BEGIN Provided records

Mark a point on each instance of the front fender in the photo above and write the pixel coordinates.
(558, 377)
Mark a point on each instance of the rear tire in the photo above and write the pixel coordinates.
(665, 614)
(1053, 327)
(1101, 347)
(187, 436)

END Provided records

Task details: Reproduce all of the material above verbatim, keeping every line in its original order.

Expected answer:
Mark a point on each instance of the front fender in the photo above and write the pixel coordinates.
(558, 377)
Mark a point on each instance of the rear tire in the photo above and write the pixel coordinates.
(665, 614)
(1053, 327)
(1101, 347)
(187, 436)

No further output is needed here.